Ischemic cardiovascular diseases are associated with a lack of blood flow and are also associated with hypoxia. Ischemic preconditioning is a portion of the therapeutic effect attributed to the present compounds. Vascular endothelial expression of COX-2 is increased by hypoxia. COX-2 is essential for ischemic preconditioning as a companion to the synthesis of nitric oxide (NO). (Li, Q. et al., 2007) Both are required in order to achieve the protection of the heart that is conferred by the late phase of ischemic preconditioning. (Guo et al., 2012)
The SLC14 (solute carrier 14) family of urea transporter genes regulate urea transport across cell membranes. UT-B (urea transport protein, B, the product of the gene SLC14A1) facilitates transport of urea, water and urea analogues across cell membranes. (Shayakul et al., 2013) UT-B is expressed widely, including in the heart, vascular endothelium and erythrocytes. UT-B null mice have cardiac conduction abnormalities, increased brain urea concentration and decreased NO production. (Li, X. et al., 2012) Urea is freely permeable and enters cells passively, but the equilibrium is slow, and UT-B facilitates the rapid expulsion of urea from erythrocytes. (Sands, 1999) Urea is generally considered a waste product and it carries nitrogen from the breakdown of amino acids to recycling opportunities. Renal failure is associated with decreased nitric oxide synthase (NOS) activity. However, rats with normal renal function do not have decreased NOS activity when BUN is raised to uremic levels. (Xiao et al., 2001) Urea may have cardioprotective properties in some contexts (Wang et al., 1999)
Membrane UT-B is abundant on human vascular endothelium in culture derived from various locations and appears to participate in regulation of nitric oxide (NO) synthesis. (Wagner et al., 2002) Pharmacological inhibition of UT-B in the vascular endothelium causes intracellular accumulation of urea. This is believed to lead to a feedback inhibition on arginase (the enzyme that converts 1-arginine to urea) that elevates the activity and expression of the alternative pathway for 1-arginine, in this case endothelial NOS, (eNOS) enabling increased production of NO. (Sun et al., 2016)
Hypoxia increases the expression of UT-B in hypoxic vascular endothelium. The inventor found that messenger RNA for the gene for UT-B (SLC14A1) is significantly upregulated in human vascular endothelial cells in hypoxic (1% oxygen) cell culture. The upregulation of expression of UT-B in this setting will pump urea out of the endothelial cell and remove the feedback inhibition of arginase that causes increased eNOS activity, reducing the net vasodilator effect of nitrate administration. A source of urea or a urea analogue should maintain effective intracellular urea substrate levels and route 1-arginine to eNOS production of NO, augmenting vasodilatation in response to hypoxia, dilating adjacent vascular smooth muscle.
It would be beneficial to discover compounds that potentiate vasodilatory release of NO in hypoxia while enabling the process of ischemic preconditioning in a targeted (e.g., local) manner, thus leading to the treatment and prevention of major adverse cardiac events in cardiovascular diseases.

:: Provided material ::

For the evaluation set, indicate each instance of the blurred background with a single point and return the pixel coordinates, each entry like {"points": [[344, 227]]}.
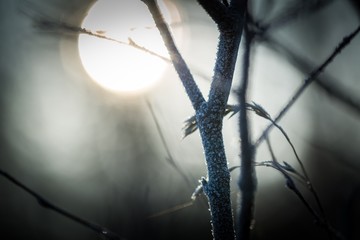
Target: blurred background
{"points": [[119, 159]]}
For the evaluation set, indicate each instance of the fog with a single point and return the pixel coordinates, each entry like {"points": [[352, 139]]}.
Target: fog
{"points": [[100, 155]]}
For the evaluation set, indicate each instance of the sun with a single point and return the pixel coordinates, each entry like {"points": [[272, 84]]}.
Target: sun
{"points": [[117, 66]]}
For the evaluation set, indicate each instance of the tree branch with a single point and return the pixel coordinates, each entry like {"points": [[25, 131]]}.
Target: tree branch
{"points": [[247, 181], [181, 67], [47, 204], [312, 77], [216, 10]]}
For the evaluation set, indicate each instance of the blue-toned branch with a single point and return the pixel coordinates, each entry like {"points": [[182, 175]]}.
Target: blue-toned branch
{"points": [[181, 67]]}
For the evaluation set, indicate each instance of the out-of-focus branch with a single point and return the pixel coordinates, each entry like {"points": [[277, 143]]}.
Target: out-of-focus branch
{"points": [[47, 204], [302, 9], [325, 82], [170, 159], [247, 180], [216, 10], [313, 76]]}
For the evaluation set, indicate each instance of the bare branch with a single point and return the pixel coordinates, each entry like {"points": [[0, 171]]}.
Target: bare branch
{"points": [[216, 10], [181, 67], [247, 181], [47, 204], [170, 159], [312, 77]]}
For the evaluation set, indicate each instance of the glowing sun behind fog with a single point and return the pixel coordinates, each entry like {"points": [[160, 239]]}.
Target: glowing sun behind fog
{"points": [[120, 67]]}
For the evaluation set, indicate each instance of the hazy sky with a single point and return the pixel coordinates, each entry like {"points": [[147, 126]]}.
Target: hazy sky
{"points": [[99, 153]]}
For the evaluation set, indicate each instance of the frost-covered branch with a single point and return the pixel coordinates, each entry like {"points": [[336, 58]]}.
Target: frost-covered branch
{"points": [[48, 205], [181, 67]]}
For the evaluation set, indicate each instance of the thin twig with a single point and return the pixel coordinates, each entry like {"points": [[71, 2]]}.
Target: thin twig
{"points": [[170, 158], [320, 220], [310, 79], [325, 82], [48, 205], [247, 180], [180, 65], [289, 15]]}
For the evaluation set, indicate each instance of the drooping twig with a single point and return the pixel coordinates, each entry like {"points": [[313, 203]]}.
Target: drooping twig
{"points": [[310, 79], [48, 205], [320, 220], [325, 82]]}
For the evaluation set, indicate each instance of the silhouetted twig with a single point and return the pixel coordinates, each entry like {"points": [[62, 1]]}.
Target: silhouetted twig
{"points": [[247, 180], [48, 205], [310, 79]]}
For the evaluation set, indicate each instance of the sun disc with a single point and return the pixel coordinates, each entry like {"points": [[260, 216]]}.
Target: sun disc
{"points": [[116, 66]]}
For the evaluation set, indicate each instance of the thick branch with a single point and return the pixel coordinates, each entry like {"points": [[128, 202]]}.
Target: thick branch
{"points": [[325, 83], [217, 187], [181, 67], [47, 204], [216, 10], [312, 77]]}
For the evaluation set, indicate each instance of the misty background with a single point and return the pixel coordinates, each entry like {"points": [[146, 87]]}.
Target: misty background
{"points": [[100, 155]]}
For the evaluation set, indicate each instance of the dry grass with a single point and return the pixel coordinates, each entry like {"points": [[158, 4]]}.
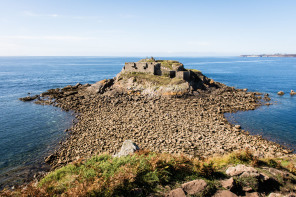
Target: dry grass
{"points": [[105, 175]]}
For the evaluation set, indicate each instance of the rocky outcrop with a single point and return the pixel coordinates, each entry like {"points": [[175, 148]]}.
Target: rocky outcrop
{"points": [[127, 148], [194, 187], [242, 171]]}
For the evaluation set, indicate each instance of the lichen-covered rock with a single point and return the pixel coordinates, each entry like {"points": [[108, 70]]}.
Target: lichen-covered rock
{"points": [[176, 193], [224, 193], [228, 183], [194, 187], [242, 171], [275, 195], [128, 147]]}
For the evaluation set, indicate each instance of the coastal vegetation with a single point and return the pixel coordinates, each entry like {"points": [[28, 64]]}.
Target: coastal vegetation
{"points": [[146, 172], [178, 119]]}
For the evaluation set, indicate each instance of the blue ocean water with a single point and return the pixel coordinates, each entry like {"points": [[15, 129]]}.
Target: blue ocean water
{"points": [[28, 132]]}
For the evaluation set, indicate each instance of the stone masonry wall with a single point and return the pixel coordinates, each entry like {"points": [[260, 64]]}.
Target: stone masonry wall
{"points": [[144, 67], [185, 75]]}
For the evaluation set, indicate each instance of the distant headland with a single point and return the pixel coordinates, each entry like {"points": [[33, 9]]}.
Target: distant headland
{"points": [[270, 55]]}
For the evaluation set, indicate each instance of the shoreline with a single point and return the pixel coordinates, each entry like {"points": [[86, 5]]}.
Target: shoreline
{"points": [[153, 123]]}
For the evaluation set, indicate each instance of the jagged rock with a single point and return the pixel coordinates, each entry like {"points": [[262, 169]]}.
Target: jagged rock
{"points": [[242, 171], [277, 172], [224, 193], [253, 194], [176, 193], [128, 147], [100, 86], [228, 184], [237, 126], [275, 195], [291, 195], [194, 187]]}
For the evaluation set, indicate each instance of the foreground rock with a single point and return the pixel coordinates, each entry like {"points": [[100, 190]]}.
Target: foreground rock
{"points": [[127, 148], [166, 118]]}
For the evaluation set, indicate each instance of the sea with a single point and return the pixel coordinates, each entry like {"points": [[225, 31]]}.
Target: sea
{"points": [[29, 132]]}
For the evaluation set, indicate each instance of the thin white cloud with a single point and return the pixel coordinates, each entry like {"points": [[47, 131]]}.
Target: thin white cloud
{"points": [[28, 13], [127, 16], [47, 37], [31, 14], [198, 43]]}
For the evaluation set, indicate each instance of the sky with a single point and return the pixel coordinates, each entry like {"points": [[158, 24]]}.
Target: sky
{"points": [[146, 28]]}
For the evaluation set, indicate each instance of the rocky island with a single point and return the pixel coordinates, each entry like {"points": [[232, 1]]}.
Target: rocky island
{"points": [[173, 114]]}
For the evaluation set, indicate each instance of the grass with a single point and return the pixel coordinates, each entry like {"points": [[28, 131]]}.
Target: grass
{"points": [[195, 70], [148, 172], [154, 79]]}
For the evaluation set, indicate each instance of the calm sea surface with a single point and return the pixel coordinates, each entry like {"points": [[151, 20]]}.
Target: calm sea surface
{"points": [[28, 132]]}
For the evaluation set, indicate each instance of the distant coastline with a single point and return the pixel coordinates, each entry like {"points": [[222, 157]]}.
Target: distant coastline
{"points": [[270, 55]]}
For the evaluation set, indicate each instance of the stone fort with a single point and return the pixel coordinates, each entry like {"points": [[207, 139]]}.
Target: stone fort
{"points": [[155, 67]]}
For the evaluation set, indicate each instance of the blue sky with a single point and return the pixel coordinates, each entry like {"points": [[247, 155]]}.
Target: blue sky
{"points": [[146, 28]]}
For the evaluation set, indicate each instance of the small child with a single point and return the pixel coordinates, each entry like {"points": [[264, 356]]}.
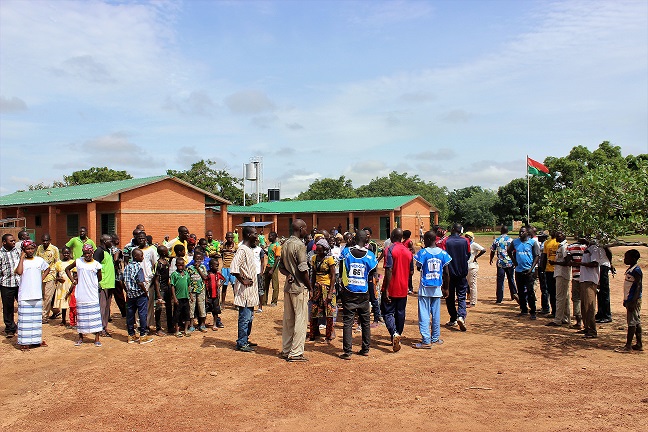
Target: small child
{"points": [[213, 284], [197, 276], [179, 280], [632, 287], [136, 298], [63, 284], [179, 252], [162, 291]]}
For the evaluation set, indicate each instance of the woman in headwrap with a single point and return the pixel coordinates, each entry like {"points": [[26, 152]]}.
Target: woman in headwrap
{"points": [[32, 271], [87, 294], [323, 294]]}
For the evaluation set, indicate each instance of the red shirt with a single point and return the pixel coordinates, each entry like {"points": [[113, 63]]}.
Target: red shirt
{"points": [[399, 259]]}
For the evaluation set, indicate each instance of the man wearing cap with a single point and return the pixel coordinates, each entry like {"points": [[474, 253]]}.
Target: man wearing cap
{"points": [[476, 250]]}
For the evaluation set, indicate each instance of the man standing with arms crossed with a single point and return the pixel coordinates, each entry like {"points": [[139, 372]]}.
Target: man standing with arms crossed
{"points": [[459, 250], [294, 265]]}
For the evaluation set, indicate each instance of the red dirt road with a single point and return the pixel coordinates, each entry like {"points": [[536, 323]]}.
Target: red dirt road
{"points": [[505, 373]]}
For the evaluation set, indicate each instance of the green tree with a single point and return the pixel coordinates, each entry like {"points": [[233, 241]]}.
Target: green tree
{"points": [[91, 175], [396, 184], [329, 188], [95, 175], [511, 203], [220, 182], [472, 206]]}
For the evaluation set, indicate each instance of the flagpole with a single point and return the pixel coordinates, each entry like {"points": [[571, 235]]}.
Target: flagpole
{"points": [[526, 169]]}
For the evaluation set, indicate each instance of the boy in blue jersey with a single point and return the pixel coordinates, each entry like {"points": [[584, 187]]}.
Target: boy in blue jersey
{"points": [[432, 261], [357, 265]]}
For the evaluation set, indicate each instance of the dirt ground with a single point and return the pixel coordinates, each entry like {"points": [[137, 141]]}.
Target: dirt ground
{"points": [[505, 373]]}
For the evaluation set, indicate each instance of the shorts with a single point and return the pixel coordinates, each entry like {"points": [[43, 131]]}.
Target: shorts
{"points": [[633, 312], [181, 312], [260, 284], [197, 300], [229, 278]]}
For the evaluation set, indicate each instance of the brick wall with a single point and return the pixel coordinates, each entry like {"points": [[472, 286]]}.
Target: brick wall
{"points": [[161, 207]]}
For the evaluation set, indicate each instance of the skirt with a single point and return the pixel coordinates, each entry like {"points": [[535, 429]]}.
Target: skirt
{"points": [[89, 318], [30, 322]]}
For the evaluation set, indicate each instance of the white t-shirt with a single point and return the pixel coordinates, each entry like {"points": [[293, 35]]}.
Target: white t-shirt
{"points": [[258, 254], [592, 274], [31, 281], [561, 254], [475, 248], [148, 265], [87, 290]]}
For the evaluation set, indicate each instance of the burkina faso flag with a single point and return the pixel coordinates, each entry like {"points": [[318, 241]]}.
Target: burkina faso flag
{"points": [[536, 168]]}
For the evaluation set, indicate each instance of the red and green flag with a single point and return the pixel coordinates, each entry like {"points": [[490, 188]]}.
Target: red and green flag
{"points": [[536, 168]]}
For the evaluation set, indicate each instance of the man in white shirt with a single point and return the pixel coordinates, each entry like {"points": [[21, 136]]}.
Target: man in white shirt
{"points": [[589, 281]]}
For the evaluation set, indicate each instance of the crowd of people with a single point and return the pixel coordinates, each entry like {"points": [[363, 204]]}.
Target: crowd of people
{"points": [[188, 277]]}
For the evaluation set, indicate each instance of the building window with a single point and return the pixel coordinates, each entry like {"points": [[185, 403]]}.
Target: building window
{"points": [[72, 225], [108, 223]]}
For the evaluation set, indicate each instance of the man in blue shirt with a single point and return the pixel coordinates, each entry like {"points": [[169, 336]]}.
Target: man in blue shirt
{"points": [[459, 250], [525, 253], [357, 265], [432, 261]]}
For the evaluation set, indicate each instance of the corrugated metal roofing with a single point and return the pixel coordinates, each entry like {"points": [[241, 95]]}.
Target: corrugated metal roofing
{"points": [[326, 206], [83, 193]]}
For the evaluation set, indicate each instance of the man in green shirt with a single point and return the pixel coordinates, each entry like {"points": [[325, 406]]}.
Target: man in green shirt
{"points": [[107, 282], [212, 245], [76, 243]]}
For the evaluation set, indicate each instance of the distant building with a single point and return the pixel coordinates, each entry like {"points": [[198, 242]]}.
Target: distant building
{"points": [[160, 203], [381, 214]]}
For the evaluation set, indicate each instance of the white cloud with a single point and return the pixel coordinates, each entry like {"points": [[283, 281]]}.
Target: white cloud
{"points": [[249, 102], [379, 14], [197, 102], [14, 104]]}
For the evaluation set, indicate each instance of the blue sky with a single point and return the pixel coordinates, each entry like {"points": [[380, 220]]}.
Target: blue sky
{"points": [[457, 92]]}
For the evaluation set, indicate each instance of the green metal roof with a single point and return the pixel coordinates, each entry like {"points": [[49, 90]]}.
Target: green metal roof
{"points": [[83, 193], [325, 206]]}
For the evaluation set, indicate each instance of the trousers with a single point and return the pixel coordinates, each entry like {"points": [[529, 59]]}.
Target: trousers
{"points": [[295, 323]]}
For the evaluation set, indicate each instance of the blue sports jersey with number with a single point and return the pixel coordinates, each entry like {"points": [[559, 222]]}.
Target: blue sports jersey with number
{"points": [[356, 270], [431, 262]]}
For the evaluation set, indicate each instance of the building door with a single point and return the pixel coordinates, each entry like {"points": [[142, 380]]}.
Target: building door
{"points": [[108, 223], [384, 228]]}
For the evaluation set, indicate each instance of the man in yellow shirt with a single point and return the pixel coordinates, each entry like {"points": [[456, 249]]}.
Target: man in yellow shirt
{"points": [[50, 254], [549, 256]]}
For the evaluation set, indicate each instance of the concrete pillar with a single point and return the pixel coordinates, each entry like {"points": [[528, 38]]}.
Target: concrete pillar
{"points": [[51, 223], [91, 213]]}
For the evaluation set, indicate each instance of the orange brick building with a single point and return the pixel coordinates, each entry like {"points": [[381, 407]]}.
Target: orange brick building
{"points": [[160, 203], [381, 214]]}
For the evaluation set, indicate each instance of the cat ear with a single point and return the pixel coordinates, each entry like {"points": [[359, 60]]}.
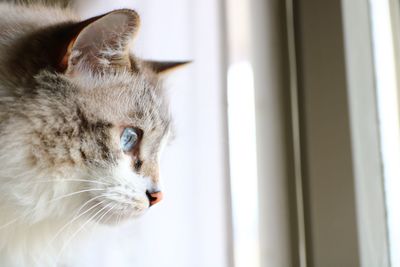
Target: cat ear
{"points": [[161, 67], [101, 42]]}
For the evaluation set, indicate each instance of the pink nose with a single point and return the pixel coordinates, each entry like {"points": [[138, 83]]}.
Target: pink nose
{"points": [[155, 197]]}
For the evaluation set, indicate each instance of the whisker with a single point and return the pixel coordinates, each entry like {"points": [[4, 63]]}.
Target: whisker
{"points": [[79, 230], [75, 193]]}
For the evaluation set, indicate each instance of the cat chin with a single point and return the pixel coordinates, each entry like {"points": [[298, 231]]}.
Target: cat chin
{"points": [[117, 216]]}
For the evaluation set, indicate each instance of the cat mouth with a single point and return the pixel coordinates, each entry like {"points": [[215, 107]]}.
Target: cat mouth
{"points": [[118, 212]]}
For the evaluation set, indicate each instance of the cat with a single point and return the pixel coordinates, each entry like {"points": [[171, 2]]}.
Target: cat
{"points": [[82, 124]]}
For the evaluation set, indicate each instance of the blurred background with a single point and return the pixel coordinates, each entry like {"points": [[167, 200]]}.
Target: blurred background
{"points": [[288, 145]]}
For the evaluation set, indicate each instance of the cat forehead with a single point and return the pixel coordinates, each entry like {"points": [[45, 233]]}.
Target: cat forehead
{"points": [[126, 98]]}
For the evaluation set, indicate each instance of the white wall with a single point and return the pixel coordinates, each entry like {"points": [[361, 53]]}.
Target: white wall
{"points": [[190, 228]]}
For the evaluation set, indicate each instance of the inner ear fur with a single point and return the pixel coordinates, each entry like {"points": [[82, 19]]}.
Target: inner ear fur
{"points": [[99, 42]]}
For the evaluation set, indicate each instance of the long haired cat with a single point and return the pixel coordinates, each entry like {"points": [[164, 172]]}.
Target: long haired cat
{"points": [[82, 125]]}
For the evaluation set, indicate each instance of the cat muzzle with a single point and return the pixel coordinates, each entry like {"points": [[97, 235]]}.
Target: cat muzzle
{"points": [[155, 197]]}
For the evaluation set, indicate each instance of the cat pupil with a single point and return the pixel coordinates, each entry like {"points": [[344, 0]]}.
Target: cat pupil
{"points": [[128, 139]]}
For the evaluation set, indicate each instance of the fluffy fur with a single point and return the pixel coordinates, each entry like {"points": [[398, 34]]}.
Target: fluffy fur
{"points": [[67, 90]]}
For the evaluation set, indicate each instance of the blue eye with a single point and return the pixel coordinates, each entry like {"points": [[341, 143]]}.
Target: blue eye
{"points": [[129, 139]]}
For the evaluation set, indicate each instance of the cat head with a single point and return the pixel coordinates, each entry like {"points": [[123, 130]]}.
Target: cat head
{"points": [[94, 118]]}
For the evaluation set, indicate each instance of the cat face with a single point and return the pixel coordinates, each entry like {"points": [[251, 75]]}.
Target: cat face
{"points": [[94, 121]]}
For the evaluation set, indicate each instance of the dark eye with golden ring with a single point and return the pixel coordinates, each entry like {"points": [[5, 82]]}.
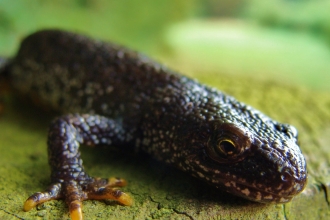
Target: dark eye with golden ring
{"points": [[228, 143], [226, 147]]}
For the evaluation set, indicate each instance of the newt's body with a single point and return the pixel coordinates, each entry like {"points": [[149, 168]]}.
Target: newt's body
{"points": [[123, 99]]}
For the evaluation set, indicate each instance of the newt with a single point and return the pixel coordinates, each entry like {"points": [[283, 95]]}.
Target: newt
{"points": [[113, 96]]}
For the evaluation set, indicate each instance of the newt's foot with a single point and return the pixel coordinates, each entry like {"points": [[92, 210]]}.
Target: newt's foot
{"points": [[74, 193]]}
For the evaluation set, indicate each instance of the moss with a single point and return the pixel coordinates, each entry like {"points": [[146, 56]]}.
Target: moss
{"points": [[161, 192]]}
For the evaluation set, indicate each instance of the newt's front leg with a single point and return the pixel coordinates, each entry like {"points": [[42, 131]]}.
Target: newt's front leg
{"points": [[68, 178]]}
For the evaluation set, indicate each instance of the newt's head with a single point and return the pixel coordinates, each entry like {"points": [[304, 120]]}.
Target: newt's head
{"points": [[250, 155]]}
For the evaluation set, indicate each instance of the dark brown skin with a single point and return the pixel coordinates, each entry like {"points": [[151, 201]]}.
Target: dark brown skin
{"points": [[121, 98]]}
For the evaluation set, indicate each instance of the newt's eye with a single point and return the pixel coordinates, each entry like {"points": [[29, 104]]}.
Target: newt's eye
{"points": [[226, 147], [228, 143]]}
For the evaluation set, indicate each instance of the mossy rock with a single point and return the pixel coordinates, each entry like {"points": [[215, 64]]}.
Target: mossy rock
{"points": [[161, 192]]}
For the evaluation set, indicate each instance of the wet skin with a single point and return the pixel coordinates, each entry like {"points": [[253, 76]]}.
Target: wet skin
{"points": [[113, 96]]}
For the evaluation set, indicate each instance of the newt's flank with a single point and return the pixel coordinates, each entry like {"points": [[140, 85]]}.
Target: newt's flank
{"points": [[113, 96]]}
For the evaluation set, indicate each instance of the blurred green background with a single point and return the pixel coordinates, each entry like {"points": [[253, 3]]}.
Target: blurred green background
{"points": [[282, 40]]}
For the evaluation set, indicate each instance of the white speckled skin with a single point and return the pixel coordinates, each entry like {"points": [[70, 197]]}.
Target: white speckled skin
{"points": [[128, 99]]}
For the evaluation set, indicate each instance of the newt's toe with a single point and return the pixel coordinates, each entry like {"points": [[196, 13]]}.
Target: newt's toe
{"points": [[74, 193], [40, 197], [75, 208]]}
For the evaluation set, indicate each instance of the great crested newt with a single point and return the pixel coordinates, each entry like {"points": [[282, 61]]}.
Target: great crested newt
{"points": [[113, 96]]}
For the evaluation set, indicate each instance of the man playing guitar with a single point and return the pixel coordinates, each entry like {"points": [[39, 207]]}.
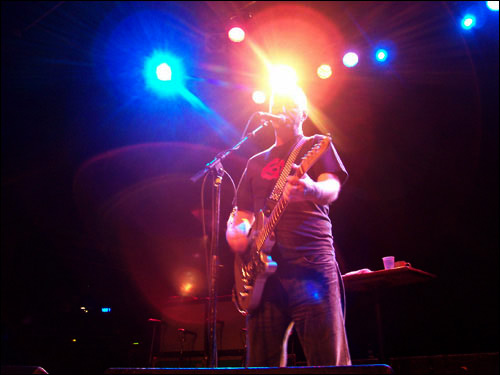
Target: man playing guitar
{"points": [[305, 291]]}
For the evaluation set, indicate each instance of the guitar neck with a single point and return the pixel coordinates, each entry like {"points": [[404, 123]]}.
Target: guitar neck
{"points": [[275, 215]]}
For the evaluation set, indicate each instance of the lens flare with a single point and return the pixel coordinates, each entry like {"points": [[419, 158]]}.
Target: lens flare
{"points": [[259, 97], [350, 59], [324, 71], [236, 34], [283, 78]]}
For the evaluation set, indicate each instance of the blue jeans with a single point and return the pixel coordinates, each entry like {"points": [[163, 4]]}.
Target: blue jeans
{"points": [[306, 291]]}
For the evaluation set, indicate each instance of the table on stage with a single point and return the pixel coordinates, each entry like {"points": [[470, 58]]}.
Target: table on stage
{"points": [[379, 281]]}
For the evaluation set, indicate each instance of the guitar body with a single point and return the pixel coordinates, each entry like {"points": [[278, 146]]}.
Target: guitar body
{"points": [[255, 265], [252, 268]]}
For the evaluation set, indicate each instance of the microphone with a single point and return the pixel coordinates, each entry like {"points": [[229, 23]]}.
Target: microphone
{"points": [[278, 119]]}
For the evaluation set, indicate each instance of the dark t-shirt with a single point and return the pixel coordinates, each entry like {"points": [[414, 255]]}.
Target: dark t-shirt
{"points": [[305, 226]]}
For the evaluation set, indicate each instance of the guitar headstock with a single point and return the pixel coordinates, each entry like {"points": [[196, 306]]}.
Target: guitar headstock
{"points": [[314, 153]]}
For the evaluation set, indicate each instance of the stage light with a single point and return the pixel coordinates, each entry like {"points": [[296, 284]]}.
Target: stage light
{"points": [[324, 71], [163, 72], [259, 97], [468, 21], [350, 59], [282, 78], [236, 34], [381, 55], [492, 5]]}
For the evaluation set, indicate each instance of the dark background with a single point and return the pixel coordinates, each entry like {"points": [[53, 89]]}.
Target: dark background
{"points": [[98, 209]]}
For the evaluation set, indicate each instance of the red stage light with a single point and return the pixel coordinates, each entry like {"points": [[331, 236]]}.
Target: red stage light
{"points": [[236, 34]]}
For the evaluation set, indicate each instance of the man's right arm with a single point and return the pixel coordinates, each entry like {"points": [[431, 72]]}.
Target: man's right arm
{"points": [[238, 226]]}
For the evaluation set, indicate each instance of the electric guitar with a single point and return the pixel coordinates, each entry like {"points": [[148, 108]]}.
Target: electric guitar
{"points": [[255, 265]]}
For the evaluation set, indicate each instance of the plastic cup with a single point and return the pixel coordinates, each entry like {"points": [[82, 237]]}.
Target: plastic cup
{"points": [[388, 262]]}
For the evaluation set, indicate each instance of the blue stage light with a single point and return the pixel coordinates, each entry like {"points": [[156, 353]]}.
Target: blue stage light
{"points": [[381, 55], [164, 74], [468, 21]]}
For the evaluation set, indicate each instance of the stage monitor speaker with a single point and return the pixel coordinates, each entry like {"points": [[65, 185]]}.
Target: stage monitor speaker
{"points": [[362, 369], [184, 325], [22, 370]]}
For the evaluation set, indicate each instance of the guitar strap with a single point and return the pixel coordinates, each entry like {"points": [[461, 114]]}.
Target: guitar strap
{"points": [[280, 184]]}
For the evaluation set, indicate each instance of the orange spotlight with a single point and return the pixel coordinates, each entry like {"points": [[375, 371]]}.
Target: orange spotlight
{"points": [[324, 71], [236, 34], [283, 78], [259, 97]]}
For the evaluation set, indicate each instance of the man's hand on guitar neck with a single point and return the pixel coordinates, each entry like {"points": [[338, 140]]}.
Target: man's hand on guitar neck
{"points": [[324, 191], [238, 227]]}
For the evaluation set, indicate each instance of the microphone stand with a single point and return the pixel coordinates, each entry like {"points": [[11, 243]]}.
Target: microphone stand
{"points": [[216, 169]]}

:: Work task 1 ::
What abnormalities do UT-B null mice show, according to the passage on UT-B and nitric oxide?
:: Work task 2 ::
In the passage on UT-B and nitric oxide, which enzyme converts 1-arginine to urea?
:: Work task 3 ::
Rewrite the passage on UT-B and nitric oxide from "Ischemic cardiovascular diseases" up to and including "(Guo et al., 2012)", substituting "cyclooxygenase-2" for "COX-2".
The listing has nothing to do with the passage on UT-B and nitric oxide.

:: Answer 1 ::
Cardiac conduction abnormalities, increased brain urea concentration, decreased NO production

:: Answer 2 ::
Arginase

:: Answer 3 ::
Ischemic cardiovascular diseases are associated with a lack of blood flow and are also associated with hypoxia. Ischemic preconditioning is a portion of the therapeutic effect attributed to the present compounds. Vascular endothelial expression of cyclooxygenase-2 is increased by hypoxia. cyclooxygenase-2 is essential for ischemic preconditioning as a companion to the synthesis of nitric oxide (NO). (Li, Q. et al., 2007) Both are required in order to achieve the protection of the heart that is conferred by the late phase of ischemic preconditioning. (Guo et al., 2012)